**Kurze Aufgabe 1**
Filtere aus den Datensätzen jede Zeile heraus, die die Zeichenfolge „bare“ enthält, und gib diese Zeilen vollständig wieder. Achte dabei auf Groß- und Kleinschreibung.

**Textauszug**
########
Köln – In der Ökonomie gilt das Gabler-Wirtschaftslexikon als Standardwerk schlechthin. „Zinsen“, heißt es da, seien der „Preis für die Überlassung von Kapital beziehungsweise Geld“. Eingrenzend auf das Bankwesen definiert Gabler den „Habenzins“ als den Preis, den „die Bank für die Einlagen an die Kunden zu vergüten hat“.

Dass sich die Realität längst von der reinen Lehre abgekoppelt hat, weiß mittlerweile fast jeder Bankkunde. Und immer mehr Sparer spüren es auch. Landauf, landab ist eine wachsende Zahl an Geldinstituten dazu übergegangen, den Kunden nicht mehr ihre Geldanlage zu „vergüten“, sondern sie mit Negativzinsen auf ihr Erspartes zu belasten.

Lange hatten derartige Minuszinsen weder in der Theorie noch in der Praxis eine Bedeutung. Die Schweiz erhob zwar in den siebziger Jahren des 20. Jahrhunderts einen Negativzins auf Franken-Guthaben von Ausländern, um die eigene Währung vor einer zu starken Aufwertung zu schützen. Doch das blieb ein vorübergehendes Phänomen. Nun setzen sich Negativzinsen im Bankgeschäft fest. Was erlaubt ist und was nicht, darüber gehen die Meinungen jedoch auseinander.
########
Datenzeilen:

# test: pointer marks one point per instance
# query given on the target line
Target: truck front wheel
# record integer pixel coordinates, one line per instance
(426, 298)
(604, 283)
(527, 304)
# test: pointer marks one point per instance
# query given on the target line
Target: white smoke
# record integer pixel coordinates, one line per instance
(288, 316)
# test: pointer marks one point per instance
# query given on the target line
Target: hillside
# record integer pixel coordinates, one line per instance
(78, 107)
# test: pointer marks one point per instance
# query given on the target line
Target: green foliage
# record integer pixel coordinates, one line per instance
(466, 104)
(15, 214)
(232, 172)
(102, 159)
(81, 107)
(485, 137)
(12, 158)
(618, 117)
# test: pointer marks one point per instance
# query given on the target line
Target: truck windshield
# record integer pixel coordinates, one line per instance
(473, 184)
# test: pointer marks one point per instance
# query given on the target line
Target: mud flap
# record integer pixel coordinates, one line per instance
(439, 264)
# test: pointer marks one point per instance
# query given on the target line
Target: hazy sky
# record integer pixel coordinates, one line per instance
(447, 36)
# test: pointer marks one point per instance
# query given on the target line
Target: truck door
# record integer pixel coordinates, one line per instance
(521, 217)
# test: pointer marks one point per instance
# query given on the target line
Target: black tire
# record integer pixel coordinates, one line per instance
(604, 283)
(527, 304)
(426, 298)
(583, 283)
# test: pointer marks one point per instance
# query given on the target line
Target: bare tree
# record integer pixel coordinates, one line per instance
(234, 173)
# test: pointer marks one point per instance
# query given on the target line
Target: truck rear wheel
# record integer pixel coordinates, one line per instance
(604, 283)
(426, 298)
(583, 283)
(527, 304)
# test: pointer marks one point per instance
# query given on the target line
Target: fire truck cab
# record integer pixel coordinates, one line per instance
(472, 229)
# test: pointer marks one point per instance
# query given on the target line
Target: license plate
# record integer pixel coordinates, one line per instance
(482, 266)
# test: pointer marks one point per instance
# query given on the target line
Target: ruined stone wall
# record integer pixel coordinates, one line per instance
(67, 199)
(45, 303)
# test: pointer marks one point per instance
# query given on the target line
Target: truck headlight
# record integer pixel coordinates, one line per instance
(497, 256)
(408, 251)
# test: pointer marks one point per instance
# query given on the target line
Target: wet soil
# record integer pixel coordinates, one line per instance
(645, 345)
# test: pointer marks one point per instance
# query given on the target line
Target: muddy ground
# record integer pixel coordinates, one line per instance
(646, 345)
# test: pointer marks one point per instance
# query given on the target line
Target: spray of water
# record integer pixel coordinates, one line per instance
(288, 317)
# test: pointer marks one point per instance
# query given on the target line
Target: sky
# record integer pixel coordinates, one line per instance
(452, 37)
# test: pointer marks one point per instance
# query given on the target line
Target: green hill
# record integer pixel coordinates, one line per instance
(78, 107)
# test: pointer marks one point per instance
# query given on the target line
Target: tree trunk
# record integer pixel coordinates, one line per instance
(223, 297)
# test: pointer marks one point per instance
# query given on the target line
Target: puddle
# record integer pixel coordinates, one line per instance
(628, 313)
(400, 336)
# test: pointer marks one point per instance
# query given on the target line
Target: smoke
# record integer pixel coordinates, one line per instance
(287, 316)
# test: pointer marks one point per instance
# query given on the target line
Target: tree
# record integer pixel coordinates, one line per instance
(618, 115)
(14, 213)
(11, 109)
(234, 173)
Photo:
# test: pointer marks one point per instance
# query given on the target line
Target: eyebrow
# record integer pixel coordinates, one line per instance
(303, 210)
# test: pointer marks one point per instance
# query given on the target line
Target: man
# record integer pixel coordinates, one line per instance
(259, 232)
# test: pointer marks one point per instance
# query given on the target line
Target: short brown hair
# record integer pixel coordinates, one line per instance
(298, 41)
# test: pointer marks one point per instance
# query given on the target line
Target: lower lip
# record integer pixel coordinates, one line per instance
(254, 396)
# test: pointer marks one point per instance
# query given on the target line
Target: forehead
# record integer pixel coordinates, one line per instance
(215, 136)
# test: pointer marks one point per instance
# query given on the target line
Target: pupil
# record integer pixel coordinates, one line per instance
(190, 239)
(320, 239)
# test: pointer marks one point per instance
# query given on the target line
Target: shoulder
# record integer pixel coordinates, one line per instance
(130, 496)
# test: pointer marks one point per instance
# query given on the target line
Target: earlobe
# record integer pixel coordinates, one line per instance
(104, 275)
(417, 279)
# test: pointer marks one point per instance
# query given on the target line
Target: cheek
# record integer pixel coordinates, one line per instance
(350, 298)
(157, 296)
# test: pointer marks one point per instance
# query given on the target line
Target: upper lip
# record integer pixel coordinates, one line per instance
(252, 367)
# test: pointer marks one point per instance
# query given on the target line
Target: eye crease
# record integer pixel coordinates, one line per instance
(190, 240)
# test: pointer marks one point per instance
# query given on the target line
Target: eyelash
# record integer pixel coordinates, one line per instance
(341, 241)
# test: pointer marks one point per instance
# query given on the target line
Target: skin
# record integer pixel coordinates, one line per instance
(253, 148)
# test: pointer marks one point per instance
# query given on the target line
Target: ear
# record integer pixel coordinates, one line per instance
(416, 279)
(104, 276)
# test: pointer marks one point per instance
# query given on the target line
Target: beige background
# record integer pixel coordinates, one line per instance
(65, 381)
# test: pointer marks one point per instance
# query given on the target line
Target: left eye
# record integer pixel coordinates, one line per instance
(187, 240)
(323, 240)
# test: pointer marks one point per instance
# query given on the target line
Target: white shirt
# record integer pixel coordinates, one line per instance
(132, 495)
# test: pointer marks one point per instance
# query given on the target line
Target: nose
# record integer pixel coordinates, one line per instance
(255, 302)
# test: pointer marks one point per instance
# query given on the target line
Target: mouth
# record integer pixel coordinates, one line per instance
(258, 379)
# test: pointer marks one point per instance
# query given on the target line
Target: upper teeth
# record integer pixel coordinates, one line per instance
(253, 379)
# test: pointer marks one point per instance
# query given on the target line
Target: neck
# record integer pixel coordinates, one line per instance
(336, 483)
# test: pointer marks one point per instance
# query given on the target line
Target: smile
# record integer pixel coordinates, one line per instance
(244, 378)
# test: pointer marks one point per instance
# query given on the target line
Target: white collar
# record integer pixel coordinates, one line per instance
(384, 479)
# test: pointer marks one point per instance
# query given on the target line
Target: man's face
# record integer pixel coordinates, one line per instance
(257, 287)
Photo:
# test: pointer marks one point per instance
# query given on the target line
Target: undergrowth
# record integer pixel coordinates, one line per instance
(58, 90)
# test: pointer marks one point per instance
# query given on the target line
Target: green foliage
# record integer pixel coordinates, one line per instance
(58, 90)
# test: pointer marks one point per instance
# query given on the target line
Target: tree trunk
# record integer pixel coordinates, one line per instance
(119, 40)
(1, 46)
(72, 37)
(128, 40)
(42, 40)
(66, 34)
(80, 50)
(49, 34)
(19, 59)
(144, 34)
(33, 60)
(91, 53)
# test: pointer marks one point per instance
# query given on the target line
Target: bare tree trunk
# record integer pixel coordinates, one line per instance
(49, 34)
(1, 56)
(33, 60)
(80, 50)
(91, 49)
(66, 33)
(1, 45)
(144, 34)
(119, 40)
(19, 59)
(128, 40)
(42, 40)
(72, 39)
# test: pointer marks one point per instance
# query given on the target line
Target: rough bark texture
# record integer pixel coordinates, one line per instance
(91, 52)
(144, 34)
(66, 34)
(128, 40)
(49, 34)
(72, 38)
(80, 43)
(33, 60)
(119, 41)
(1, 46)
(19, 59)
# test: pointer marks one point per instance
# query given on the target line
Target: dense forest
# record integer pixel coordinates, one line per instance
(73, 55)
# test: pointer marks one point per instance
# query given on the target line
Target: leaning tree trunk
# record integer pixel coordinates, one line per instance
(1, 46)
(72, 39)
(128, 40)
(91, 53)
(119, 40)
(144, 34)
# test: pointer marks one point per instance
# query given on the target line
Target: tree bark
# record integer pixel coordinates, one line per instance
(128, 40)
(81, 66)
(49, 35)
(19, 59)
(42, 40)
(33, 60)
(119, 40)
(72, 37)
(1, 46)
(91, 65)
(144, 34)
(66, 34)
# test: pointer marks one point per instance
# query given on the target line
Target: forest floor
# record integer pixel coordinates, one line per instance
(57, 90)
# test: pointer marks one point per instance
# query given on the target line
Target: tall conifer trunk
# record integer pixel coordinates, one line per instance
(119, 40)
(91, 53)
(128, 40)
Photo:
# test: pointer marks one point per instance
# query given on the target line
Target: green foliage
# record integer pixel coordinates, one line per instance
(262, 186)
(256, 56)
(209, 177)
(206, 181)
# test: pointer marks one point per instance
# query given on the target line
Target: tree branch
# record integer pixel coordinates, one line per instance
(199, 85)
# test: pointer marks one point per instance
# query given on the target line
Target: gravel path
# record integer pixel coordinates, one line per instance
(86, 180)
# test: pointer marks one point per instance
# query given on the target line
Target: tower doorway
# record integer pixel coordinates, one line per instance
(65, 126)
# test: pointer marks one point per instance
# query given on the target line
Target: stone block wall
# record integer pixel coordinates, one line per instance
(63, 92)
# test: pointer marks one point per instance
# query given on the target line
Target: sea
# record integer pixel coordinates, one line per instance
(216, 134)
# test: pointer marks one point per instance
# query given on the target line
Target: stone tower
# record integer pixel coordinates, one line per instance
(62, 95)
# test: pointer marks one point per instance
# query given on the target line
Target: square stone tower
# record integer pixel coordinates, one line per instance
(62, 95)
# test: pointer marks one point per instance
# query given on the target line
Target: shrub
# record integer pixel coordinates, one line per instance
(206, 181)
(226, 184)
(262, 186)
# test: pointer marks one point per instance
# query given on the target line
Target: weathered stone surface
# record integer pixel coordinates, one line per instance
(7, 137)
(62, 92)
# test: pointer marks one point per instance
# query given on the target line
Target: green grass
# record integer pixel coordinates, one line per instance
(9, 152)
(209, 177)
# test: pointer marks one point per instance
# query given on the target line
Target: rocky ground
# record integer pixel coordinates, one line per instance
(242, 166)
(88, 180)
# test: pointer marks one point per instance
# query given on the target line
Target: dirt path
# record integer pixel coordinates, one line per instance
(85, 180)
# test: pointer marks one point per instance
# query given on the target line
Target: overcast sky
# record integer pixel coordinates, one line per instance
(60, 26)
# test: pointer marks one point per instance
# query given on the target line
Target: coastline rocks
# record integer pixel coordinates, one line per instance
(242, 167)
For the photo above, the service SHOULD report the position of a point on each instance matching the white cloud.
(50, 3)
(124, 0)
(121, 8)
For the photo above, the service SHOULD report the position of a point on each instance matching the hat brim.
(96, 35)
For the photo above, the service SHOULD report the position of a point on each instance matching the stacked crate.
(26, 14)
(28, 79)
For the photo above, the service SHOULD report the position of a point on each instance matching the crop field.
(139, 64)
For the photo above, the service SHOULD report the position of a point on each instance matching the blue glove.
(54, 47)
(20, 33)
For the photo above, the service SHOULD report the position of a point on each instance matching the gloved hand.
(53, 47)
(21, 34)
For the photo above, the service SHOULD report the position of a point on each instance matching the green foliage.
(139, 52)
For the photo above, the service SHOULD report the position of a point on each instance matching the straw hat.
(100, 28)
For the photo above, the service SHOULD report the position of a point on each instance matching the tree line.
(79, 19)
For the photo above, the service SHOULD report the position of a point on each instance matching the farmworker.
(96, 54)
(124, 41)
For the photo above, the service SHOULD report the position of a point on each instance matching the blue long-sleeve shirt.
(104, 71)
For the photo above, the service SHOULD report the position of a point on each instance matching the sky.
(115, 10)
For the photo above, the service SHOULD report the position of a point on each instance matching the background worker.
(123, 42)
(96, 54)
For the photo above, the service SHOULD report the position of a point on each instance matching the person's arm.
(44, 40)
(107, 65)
########
**Kurze Aufgabe 2**
Tippe den Text über Negativzinsen oben vollständig und wortgetreu noch einmal ab.

**Endergebnis 1**
Target: bare tree
Target: bare tree trunk

**Endergebnis 2**
Köln – In der Ökonomie gilt das Gabler-Wirtschaftslexikon als Standardwerk schlechthin. „Zinsen“, heißt es da, seien der „Preis für die Überlassung von Kapital beziehungsweise Geld“. Eingrenzend auf das Bankwesen definiert Gabler den „Habenzins“ als den Preis, den „die Bank für die Einlagen an die Kunden zu vergüten hat“.

Dass sich die Realität längst von der reinen Lehre abgekoppelt hat, weiß mittlerweile fast jeder Bankkunde. Und immer mehr Sparer spüren es auch. Landauf, landab ist eine wachsende Zahl an Geldinstituten dazu übergegangen, den Kunden nicht mehr ihre Geldanlage zu „vergüten“, sondern sie mit Negativzinsen auf ihr Erspartes zu belasten.

Lange hatten derartige Minuszinsen weder in der Theorie noch in der Praxis eine Bedeutung. Die Schweiz erhob zwar in den siebziger Jahren des 20. Jahrhunderts einen Negativzins auf Franken-Guthaben von Ausländern, um die eigene Währung vor einer zu starken Aufwertung zu schützen. Doch das blieb ein vorübergehendes Phänomen. Nun setzen sich Negativzinsen im Bankgeschäft fest. Was erlaubt ist und was nicht, darüber gehen die Meinungen jedoch auseinander.